◆ **Teks**
---------------

Yang paling menyedihkan, bukan perbedaan pendapat yang menjadi masalah utama kita di negeri ini sehingga tidak bisa benar -- benar hidup sebagai satu kesatuan Bangsa yang utuh. Adalah perbedaan suku, agama, dan ras yang menjadi masalah kita setidaknya beberapa tahun terakhir ini.
2. Internasionalisme atau Kemanusiaan
Setelah mampu mengenal dan mencintai sesama kita Bangsa Indonesia barulah kita menjalin persahabatan dengan dunia luar. Dimana dunia punya perbedaan yang lebih kompleks daripada di Indonesia sendiri. Suku, Ras dan Agama jelas jauh lebih banyak bila seluruh dunia digabungkan.
Dari sana kita akan belajar tentang kemanusian. Memahami bahwa perbedaan tidak benar -- benar mengizinkan kita untuk saling bermusuhan. Dengan persahabatan yang terbentuk antar Negara -- Negara di dunia juga dengan adanya prinsip kemanusiaan yang tinggi, mungkin segala peperangan, aksi terorisme, atau ancaman -- ancaman yang mengganggu ketenangan dan kedamaian dunia bisa dihindarkan.
Dengan adanya kemanusiaan pula, kita menganggap diri setara dengan semua manusia di dunia. Tidak ada yang terlalu kuat atau terlalu lemah. Tidak ada keinginan untuk menguasai dunia, sebab kita menyadari bahwa bagaimana mungkin satu orang (Negara) merasa diri paling berhak untuk mengatur kendali dunia.
3. Demokrasi
Demokrasi adalah barang langka disebagian kecil Negara yang ada di dunia. Tapi, di Indonesia demokrasi bahkan mencapai luar batas. Presiden Joko Widodo pernah menyebut bahwa demokrasi kita kebablasan. Kita hidup lebih liberal bahkan daripada Amerika sendiri.
Padahal Demokrasi yang dimaksud oleh Pancasila kita adalah, kebebasan dengan batasan -- batasan tertentu. Tidak ada manusia di nusantara yang punya kekuatan absolout menyatakan pendapatnya dimuka umum. Tidak ada yang tidak boleh dipersalahkan. Bahkan kalaupun hanya bercanda, selama pernyataan itu menyakiti perasaan orang lain seharusnya tidak dilakukan.

---------------

◆ **Kutipan Catatan**
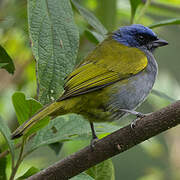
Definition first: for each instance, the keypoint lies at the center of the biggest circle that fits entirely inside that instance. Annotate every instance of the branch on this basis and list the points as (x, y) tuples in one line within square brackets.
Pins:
[(113, 144)]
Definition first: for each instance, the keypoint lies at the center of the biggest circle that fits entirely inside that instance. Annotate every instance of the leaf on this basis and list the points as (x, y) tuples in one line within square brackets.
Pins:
[(162, 95), (102, 171), (7, 134), (56, 147), (55, 42), (3, 64), (66, 128), (5, 61), (166, 22), (26, 108), (31, 171), (91, 19), (94, 36), (82, 176), (134, 6)]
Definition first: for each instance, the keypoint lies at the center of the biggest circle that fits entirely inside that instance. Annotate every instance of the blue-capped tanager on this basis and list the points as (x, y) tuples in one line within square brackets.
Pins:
[(113, 80)]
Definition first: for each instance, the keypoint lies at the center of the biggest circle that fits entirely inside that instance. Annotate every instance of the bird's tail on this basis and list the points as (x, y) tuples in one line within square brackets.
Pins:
[(45, 111)]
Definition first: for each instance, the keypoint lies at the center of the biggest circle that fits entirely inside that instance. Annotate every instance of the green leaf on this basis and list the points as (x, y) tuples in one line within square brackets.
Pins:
[(162, 95), (31, 171), (6, 61), (3, 64), (134, 6), (166, 22), (82, 176), (102, 171), (7, 134), (26, 108), (66, 128), (3, 162), (91, 19), (55, 42), (56, 147)]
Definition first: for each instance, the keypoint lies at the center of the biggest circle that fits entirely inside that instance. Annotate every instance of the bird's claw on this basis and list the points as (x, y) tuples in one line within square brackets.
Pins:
[(139, 116)]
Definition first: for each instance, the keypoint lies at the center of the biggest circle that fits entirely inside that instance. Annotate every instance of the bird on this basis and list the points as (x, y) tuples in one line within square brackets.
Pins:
[(110, 82)]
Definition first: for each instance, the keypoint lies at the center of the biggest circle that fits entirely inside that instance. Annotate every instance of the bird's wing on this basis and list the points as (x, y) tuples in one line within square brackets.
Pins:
[(107, 64)]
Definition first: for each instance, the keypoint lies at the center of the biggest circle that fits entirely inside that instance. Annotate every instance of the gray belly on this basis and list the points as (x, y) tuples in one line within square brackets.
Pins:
[(129, 95)]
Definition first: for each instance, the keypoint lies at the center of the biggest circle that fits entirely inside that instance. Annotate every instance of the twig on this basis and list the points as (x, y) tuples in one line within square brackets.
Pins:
[(111, 145)]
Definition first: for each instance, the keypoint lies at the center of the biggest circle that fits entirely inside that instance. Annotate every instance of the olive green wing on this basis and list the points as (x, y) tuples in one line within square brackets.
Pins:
[(108, 63)]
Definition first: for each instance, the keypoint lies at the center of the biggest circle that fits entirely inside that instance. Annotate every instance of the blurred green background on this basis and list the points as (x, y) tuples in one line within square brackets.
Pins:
[(156, 159)]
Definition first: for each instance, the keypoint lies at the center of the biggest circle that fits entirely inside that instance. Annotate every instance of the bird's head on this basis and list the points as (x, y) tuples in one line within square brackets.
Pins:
[(138, 36)]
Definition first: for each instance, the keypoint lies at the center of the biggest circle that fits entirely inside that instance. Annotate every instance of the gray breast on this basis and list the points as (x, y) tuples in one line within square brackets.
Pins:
[(130, 95)]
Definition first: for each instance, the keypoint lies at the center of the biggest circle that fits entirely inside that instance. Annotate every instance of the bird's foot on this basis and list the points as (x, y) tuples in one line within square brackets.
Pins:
[(139, 115)]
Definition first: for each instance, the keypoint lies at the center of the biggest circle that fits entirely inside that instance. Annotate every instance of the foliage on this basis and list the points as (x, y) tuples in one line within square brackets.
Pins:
[(55, 28)]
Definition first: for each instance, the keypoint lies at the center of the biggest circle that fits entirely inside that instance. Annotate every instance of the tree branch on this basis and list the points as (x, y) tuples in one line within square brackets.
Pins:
[(113, 144)]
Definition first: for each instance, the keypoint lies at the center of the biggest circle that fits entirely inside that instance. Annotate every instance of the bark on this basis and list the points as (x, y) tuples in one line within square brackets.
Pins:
[(113, 144)]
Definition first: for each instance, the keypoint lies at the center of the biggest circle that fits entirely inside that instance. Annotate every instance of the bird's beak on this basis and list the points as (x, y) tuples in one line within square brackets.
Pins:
[(159, 43)]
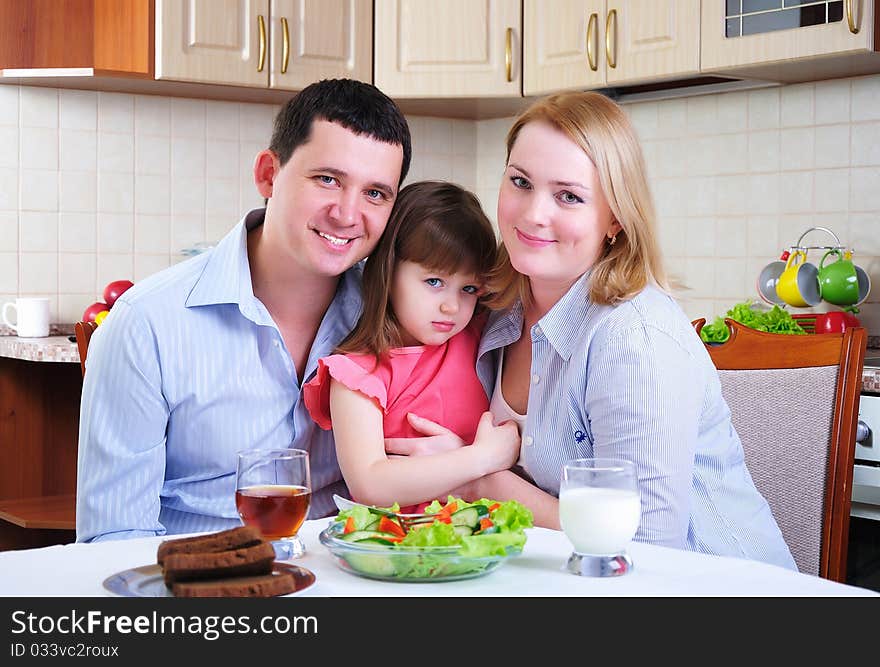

---------------

◆ **Soal A**
Menurut teks tentang nilai-nilai Pancasila, siapa yang pernah menyebut bahwa demokrasi kita kebablasan?
◆ **Soal B**
Lanjutkan teks tentang nilai-nilai Pancasila itu mulai dari kalimat terakhirnya.

◆ **Jawaban Akhir A**
Presiden Joko Widodo.

◆ **Jawaban Akhir B**
Jelas saja, demokrasi seperti ini bisa kita dapatkan setelah memiliki prinsip kebangsaan yang baik dan kemanusiaan yang baik pula. Dengan begitu kita mampu bercermin pada batasan -- batasan yang ada terhadap kebebasan yang disediakan untuk kita.
4. Keadilan Sosial
Prinsip ini kurang lebih sama dengan kemanusiaan. Dengan mengenakan keadilan social kita semua menjadi setara. Seharusnya sama -- sama punya kesempatan untuk berbuat sesuatu pada Negara yang kita cintai.
Artinya, identitas kita yang mungkin saja adalah minoritas tidak bisa menjadi acuan dasar kita tidak boleh menjabat posisi -- posisi penting di negri ini. Selama kita punya kemampuan, maka siapapun berhak tanpa memandang suku, ras dan agamanya.
Selebihnya, dengan keadilan social pula kita bisa saling memahami perasaan dan kehidupan sesama kita Bangsa Indonesia. Orang -- orang di Aceh misalnya, bisa memahami apa yang terjadi kondisi di Jayapura. Begitu pula sebaliknya.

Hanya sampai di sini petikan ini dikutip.